Provided data —

((

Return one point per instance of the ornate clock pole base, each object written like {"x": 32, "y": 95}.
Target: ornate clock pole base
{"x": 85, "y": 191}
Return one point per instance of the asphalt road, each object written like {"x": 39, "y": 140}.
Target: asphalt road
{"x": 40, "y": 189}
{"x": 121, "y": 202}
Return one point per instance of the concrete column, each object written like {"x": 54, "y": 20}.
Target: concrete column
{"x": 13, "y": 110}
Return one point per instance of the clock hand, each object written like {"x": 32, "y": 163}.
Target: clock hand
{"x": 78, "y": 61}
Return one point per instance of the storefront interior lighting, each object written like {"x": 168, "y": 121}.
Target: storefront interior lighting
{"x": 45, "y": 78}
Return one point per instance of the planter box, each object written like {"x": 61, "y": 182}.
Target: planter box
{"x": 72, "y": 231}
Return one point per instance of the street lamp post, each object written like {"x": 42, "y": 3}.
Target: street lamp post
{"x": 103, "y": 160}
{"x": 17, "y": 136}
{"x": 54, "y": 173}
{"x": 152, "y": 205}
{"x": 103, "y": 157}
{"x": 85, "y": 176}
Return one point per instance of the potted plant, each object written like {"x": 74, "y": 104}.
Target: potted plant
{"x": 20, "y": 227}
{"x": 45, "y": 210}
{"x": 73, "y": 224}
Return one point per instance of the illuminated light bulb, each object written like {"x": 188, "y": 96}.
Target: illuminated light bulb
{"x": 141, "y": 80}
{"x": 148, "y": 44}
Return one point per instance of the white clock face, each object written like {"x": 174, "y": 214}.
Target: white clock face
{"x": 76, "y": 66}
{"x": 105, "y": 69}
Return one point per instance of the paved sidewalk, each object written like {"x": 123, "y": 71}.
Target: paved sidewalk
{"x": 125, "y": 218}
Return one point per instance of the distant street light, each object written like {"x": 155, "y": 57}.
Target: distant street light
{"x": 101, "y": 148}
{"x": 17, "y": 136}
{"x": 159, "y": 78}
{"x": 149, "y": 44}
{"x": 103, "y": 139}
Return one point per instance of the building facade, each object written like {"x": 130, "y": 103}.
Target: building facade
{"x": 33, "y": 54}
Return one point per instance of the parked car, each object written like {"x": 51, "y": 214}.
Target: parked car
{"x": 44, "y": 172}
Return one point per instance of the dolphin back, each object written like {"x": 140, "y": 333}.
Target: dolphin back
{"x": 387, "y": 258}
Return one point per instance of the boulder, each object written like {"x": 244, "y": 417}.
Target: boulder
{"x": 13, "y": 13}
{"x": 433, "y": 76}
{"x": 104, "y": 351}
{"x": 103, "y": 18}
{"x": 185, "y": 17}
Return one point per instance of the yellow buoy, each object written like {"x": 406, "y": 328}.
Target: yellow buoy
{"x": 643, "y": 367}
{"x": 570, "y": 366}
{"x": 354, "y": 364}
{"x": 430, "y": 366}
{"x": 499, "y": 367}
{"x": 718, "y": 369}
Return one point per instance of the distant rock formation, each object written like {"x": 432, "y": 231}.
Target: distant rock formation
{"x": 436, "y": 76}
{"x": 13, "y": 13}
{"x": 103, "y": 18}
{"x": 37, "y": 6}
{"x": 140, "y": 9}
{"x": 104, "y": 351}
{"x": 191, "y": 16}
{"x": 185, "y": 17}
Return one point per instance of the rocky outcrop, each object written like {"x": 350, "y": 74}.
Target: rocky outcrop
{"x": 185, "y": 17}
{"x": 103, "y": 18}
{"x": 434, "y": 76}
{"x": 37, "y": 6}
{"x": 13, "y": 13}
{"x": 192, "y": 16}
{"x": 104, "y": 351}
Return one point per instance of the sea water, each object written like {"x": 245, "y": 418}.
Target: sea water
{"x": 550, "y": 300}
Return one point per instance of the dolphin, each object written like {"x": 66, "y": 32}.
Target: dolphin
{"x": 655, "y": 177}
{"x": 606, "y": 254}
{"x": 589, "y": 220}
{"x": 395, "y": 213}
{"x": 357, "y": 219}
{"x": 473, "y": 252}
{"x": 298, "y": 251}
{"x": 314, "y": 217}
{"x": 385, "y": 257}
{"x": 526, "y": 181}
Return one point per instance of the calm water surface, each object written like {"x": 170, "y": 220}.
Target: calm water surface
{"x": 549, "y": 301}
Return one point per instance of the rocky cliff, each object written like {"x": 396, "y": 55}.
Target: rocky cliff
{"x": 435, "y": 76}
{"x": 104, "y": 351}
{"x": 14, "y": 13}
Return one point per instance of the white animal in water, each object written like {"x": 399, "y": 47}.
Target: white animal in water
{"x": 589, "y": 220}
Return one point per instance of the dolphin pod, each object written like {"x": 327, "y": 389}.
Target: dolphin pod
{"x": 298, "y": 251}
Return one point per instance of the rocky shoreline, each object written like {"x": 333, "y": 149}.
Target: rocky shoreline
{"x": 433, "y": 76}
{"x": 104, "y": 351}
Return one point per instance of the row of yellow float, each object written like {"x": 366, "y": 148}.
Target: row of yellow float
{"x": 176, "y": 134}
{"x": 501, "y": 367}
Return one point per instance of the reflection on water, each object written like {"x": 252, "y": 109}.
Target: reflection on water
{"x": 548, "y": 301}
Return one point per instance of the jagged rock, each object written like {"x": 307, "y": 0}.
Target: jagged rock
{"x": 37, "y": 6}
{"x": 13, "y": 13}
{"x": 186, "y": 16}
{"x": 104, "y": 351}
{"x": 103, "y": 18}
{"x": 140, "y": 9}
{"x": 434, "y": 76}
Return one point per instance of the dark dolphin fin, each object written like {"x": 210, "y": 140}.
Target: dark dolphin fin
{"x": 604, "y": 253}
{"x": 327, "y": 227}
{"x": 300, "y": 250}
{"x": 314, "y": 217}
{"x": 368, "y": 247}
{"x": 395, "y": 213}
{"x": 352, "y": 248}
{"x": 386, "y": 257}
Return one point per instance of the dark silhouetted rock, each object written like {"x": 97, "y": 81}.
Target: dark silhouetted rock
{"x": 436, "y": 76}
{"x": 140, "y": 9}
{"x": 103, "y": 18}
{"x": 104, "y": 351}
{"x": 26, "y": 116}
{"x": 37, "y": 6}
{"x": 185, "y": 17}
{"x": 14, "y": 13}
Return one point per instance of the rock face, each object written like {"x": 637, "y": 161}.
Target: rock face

))

Exercise requirements — For this exercise, restate every record word for word.

The completed task —
Return one point per instance of the ornate clock pole base, each object written like {"x": 32, "y": 95}.
Target: ornate clock pole base
{"x": 85, "y": 191}
Return one point per instance of the asphalt road, each object written like {"x": 39, "y": 140}.
Target: asphalt road
{"x": 40, "y": 189}
{"x": 121, "y": 202}
Return one point per instance of the concrete column, each object written like {"x": 54, "y": 20}.
Target: concrete column
{"x": 13, "y": 110}
Return one point per instance of the clock hand, each object written like {"x": 32, "y": 163}.
Target: clock hand
{"x": 78, "y": 61}
Return one point per instance of the storefront interior lighting, each object written like {"x": 168, "y": 121}.
Target: storefront interior lighting
{"x": 45, "y": 78}
Return one point per instance of the planter box, each object written like {"x": 61, "y": 182}.
Target: planter box
{"x": 72, "y": 231}
Return one point per instance of the street lamp post, each object written like {"x": 42, "y": 3}.
Target: street lamp post
{"x": 103, "y": 160}
{"x": 17, "y": 136}
{"x": 54, "y": 173}
{"x": 152, "y": 205}
{"x": 103, "y": 157}
{"x": 85, "y": 176}
Return one point per instance of the potted plant, each object written like {"x": 74, "y": 104}.
Target: potted plant
{"x": 20, "y": 227}
{"x": 45, "y": 210}
{"x": 73, "y": 224}
Return one point per instance of the illuminated light bulb, each object written like {"x": 188, "y": 96}.
Target: illuminated light bulb
{"x": 141, "y": 80}
{"x": 148, "y": 44}
Return one point per instance of the white clock face, each object written like {"x": 174, "y": 214}.
Target: white clock face
{"x": 76, "y": 66}
{"x": 105, "y": 69}
Return one point per instance of the paved sidewalk, each object written like {"x": 123, "y": 71}.
Target: paved sidewalk
{"x": 125, "y": 218}
Return one point per instance of the distant street light, each object written like {"x": 155, "y": 57}.
Target: distant street light
{"x": 101, "y": 148}
{"x": 17, "y": 136}
{"x": 159, "y": 78}
{"x": 149, "y": 44}
{"x": 103, "y": 139}
Return one point per instance of the building facade, each object written like {"x": 130, "y": 103}.
Target: building facade
{"x": 33, "y": 54}
Return one point per instance of the parked car, each object written like {"x": 51, "y": 214}.
Target: parked car
{"x": 44, "y": 172}
Return one point per instance of the dolphin back, each object written like {"x": 140, "y": 333}.
Target: dolphin back
{"x": 387, "y": 258}
Return one point per instance of the boulder, each object written like {"x": 244, "y": 417}.
Target: boulder
{"x": 13, "y": 13}
{"x": 433, "y": 76}
{"x": 104, "y": 351}
{"x": 103, "y": 18}
{"x": 185, "y": 17}
Return one point per instance of the yellow buoy, each object written like {"x": 406, "y": 328}.
Target: yellow buoy
{"x": 643, "y": 367}
{"x": 570, "y": 366}
{"x": 354, "y": 364}
{"x": 430, "y": 366}
{"x": 499, "y": 367}
{"x": 718, "y": 369}
Return one point per instance of the distant rock formation, each object written like {"x": 432, "y": 231}.
Target: distant rock formation
{"x": 436, "y": 76}
{"x": 13, "y": 13}
{"x": 103, "y": 18}
{"x": 37, "y": 6}
{"x": 140, "y": 9}
{"x": 104, "y": 351}
{"x": 191, "y": 16}
{"x": 185, "y": 17}
Return one point per instance of the rocky outcrop, each object written like {"x": 350, "y": 74}.
Target: rocky outcrop
{"x": 185, "y": 17}
{"x": 103, "y": 18}
{"x": 434, "y": 76}
{"x": 37, "y": 6}
{"x": 13, "y": 13}
{"x": 192, "y": 16}
{"x": 104, "y": 351}
Return one point per instance of the sea water, each object written like {"x": 245, "y": 418}.
Target: sea water
{"x": 550, "y": 300}
Return one point per instance of the dolphin, each object written like {"x": 66, "y": 32}.
Target: dolphin
{"x": 655, "y": 177}
{"x": 606, "y": 254}
{"x": 589, "y": 220}
{"x": 395, "y": 213}
{"x": 357, "y": 219}
{"x": 473, "y": 252}
{"x": 298, "y": 251}
{"x": 314, "y": 217}
{"x": 385, "y": 257}
{"x": 526, "y": 181}
Return one point per instance of the calm water surface, each object written like {"x": 170, "y": 220}.
Target: calm water surface
{"x": 549, "y": 301}
Return one point per instance of the rocky cliff, each object written like {"x": 396, "y": 55}.
Target: rocky cliff
{"x": 435, "y": 76}
{"x": 104, "y": 351}
{"x": 14, "y": 13}
Return one point per instance of the white animal in water, each object written like {"x": 399, "y": 47}.
Target: white animal in water
{"x": 589, "y": 220}
Return one point per instance of the dolphin pod, each object written like {"x": 327, "y": 389}.
Target: dolphin pod
{"x": 298, "y": 251}
Return one point per instance of the rocky shoreline, each object written like {"x": 333, "y": 149}.
Target: rocky shoreline
{"x": 433, "y": 76}
{"x": 104, "y": 351}
Return one point per instance of the row of yellow float, each object written like {"x": 366, "y": 148}.
Target: row of yellow float
{"x": 176, "y": 134}
{"x": 501, "y": 367}
Return one point per instance of the reflection on water, each object written like {"x": 252, "y": 109}.
Target: reflection on water
{"x": 548, "y": 301}
Return one point per instance of the jagged rock, each object written like {"x": 307, "y": 0}.
Target: jagged rock
{"x": 37, "y": 6}
{"x": 13, "y": 13}
{"x": 186, "y": 16}
{"x": 104, "y": 351}
{"x": 103, "y": 18}
{"x": 140, "y": 9}
{"x": 434, "y": 76}
Return one point per instance of the dark dolphin fin, each object written like {"x": 210, "y": 140}.
Target: dark dolphin fin
{"x": 604, "y": 253}
{"x": 327, "y": 227}
{"x": 300, "y": 250}
{"x": 314, "y": 217}
{"x": 368, "y": 247}
{"x": 395, "y": 213}
{"x": 352, "y": 248}
{"x": 386, "y": 257}
Return one point per instance of the dark silhouetted rock, each object written like {"x": 97, "y": 81}.
Target: dark silhouetted rock
{"x": 436, "y": 76}
{"x": 140, "y": 9}
{"x": 103, "y": 18}
{"x": 104, "y": 351}
{"x": 26, "y": 116}
{"x": 37, "y": 6}
{"x": 185, "y": 17}
{"x": 14, "y": 13}
Return one point per instance of the rock face, each object written like {"x": 637, "y": 161}.
Target: rock face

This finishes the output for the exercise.